RECORDS PROVIDED:
▽
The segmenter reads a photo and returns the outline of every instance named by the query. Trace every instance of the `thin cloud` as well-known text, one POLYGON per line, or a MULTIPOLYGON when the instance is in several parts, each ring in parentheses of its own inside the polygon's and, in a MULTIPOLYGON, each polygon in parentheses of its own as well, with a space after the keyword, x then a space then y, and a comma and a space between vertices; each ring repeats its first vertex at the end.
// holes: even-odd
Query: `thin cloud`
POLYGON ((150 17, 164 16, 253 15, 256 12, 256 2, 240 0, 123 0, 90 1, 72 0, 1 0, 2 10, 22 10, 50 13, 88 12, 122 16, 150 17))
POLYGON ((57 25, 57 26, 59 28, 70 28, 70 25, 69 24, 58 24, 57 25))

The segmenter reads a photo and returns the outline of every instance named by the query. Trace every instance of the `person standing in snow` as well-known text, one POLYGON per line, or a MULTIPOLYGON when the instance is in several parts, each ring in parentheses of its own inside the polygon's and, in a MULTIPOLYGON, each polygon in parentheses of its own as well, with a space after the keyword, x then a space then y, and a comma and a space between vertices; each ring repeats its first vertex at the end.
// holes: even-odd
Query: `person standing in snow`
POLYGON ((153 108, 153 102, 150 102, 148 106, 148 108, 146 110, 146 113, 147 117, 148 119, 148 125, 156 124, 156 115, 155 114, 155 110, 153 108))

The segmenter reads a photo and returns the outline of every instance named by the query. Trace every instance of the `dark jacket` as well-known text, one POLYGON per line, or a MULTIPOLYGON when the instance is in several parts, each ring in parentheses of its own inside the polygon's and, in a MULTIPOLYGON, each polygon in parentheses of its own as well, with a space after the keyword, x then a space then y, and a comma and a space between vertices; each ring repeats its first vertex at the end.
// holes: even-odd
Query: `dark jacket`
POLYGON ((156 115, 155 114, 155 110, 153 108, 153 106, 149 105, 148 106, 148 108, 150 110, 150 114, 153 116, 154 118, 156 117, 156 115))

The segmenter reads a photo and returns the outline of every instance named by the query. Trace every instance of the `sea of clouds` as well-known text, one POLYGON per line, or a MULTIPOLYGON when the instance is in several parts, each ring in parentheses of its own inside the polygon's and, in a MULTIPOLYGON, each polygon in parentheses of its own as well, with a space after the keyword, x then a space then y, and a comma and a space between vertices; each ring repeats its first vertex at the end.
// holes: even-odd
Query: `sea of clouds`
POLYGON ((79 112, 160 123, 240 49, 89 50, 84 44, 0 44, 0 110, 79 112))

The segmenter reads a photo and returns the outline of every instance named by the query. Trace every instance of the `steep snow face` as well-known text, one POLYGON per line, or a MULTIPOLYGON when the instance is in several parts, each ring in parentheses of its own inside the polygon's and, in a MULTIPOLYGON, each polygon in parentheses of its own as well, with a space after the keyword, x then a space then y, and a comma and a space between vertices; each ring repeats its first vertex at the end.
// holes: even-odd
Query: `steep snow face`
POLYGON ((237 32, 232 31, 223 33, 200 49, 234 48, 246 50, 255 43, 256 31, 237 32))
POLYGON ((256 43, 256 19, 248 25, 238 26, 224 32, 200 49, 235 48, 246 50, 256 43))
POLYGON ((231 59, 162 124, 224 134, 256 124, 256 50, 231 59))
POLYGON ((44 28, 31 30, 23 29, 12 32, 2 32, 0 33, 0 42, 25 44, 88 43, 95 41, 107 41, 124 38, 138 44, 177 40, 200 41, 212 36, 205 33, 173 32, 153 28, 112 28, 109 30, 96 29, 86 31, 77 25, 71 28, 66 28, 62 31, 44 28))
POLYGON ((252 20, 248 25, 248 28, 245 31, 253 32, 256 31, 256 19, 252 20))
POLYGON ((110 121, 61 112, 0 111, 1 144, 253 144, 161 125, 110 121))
△
WRITTEN EXERCISE: Please format every line of the entries above as a JSON array of strings, one string per line, and leave out the blank lines.

WRITTEN REPLY:
[
  "The segmenter reads a photo and returns the outline of every instance named by the query. Trace every instance of the `thin cloud` as well-known text, one POLYGON per line, or a MULTIPOLYGON when the instance is in several parts, each ring in parentheses of its own inside the polygon's and, in a MULTIPOLYGON, each polygon in parentheses of its own as well, with a space after the keyword, x then a space then y, and a comma and a space between vertices; each ring repeats its first vertex at the end.",
  "// holes: even-odd",
  "Query: `thin cloud`",
  "POLYGON ((150 17, 164 16, 253 15, 256 12, 256 2, 240 0, 123 0, 90 1, 72 0, 1 0, 2 10, 22 10, 50 13, 88 12, 122 16, 150 17))",
  "POLYGON ((57 25, 57 26, 59 28, 70 28, 70 25, 69 24, 58 24, 57 25))",
  "The segmenter reads a photo and returns the outline of every instance named by the query. Trace every instance of the `person standing in snow` as well-known text, one POLYGON per line, or a MULTIPOLYGON when the instance is in several parts, each ring in parentheses of its own inside the polygon's and, in a MULTIPOLYGON, each polygon in parentheses of its own as well, with a space after the keyword, x then a space then y, and a comma and a space between vertices; each ring repeats its first vertex at the end.",
  "// holes: even-odd",
  "Query: `person standing in snow`",
  "POLYGON ((153 108, 153 102, 150 102, 148 106, 148 108, 146 110, 146 113, 147 117, 148 119, 148 125, 156 124, 156 115, 155 114, 155 110, 153 108))",
  "The segmenter reads a photo and returns the outline of every instance named by the query. Trace every instance of the `dark jacket` as well-known text, one POLYGON per line, or a MULTIPOLYGON when the instance is in several parts, each ring in parentheses of its own inside the polygon's and, in a MULTIPOLYGON, each polygon in parentheses of its own as well, with a space after the keyword, x then a space then y, and a comma and a space between vertices; each ring repeats its first vertex at the end.",
  "// holes: even-odd",
  "Query: `dark jacket`",
  "POLYGON ((156 115, 155 114, 155 110, 153 108, 153 106, 149 105, 148 106, 148 108, 150 110, 150 114, 153 116, 154 118, 156 117, 156 115))",
  "The segmenter reads a photo and returns the outline of every instance named by the query. Trace every instance of the `sea of clouds` as well-known text, one POLYGON per line, or a MULTIPOLYGON when the instance is in several parts, each ring in parentheses of its own inside the polygon's and, in a MULTIPOLYGON, each polygon in parentheses of its own as well, with a space after the keyword, x then a space then y, and a comma and a space between vertices; each ring repeats its first vertex at the end.",
  "// holes: even-odd",
  "Query: `sea of clouds`",
  "POLYGON ((79 112, 160 123, 240 49, 89 50, 84 44, 0 44, 0 110, 79 112))",
  "The segmenter reads a photo and returns the outline of every instance named by the query. Trace every instance of the `steep snow face` as well-known text, one POLYGON per line, or a MULTIPOLYGON when the instance is in several parts, each ring in parentheses of its own inside the polygon's and, in a MULTIPOLYGON, each polygon in parentheses of its own as well, with a space after the keyword, x then a space then y, and a comma and a space between vertices; each ring repeats its first vertex at the end.",
  "// holes: even-odd",
  "Query: `steep snow face`",
  "POLYGON ((237 32, 232 31, 223 33, 200 49, 234 48, 246 50, 255 43, 256 31, 237 32))",
  "POLYGON ((256 43, 256 19, 248 25, 238 26, 224 32, 200 49, 235 48, 246 50, 256 43))",
  "POLYGON ((231 59, 162 124, 224 134, 256 124, 256 50, 231 59))",
  "POLYGON ((44 28, 31 30, 23 29, 12 32, 2 32, 0 33, 0 42, 25 44, 88 43, 95 41, 107 41, 124 38, 138 44, 177 40, 200 41, 212 36, 205 33, 173 32, 153 28, 112 28, 109 30, 96 29, 86 31, 77 25, 71 28, 66 28, 62 31, 44 28))",
  "POLYGON ((252 20, 248 25, 248 28, 245 31, 253 32, 256 31, 256 19, 252 20))",
  "POLYGON ((110 121, 61 112, 0 111, 1 144, 253 144, 161 125, 110 121))"
]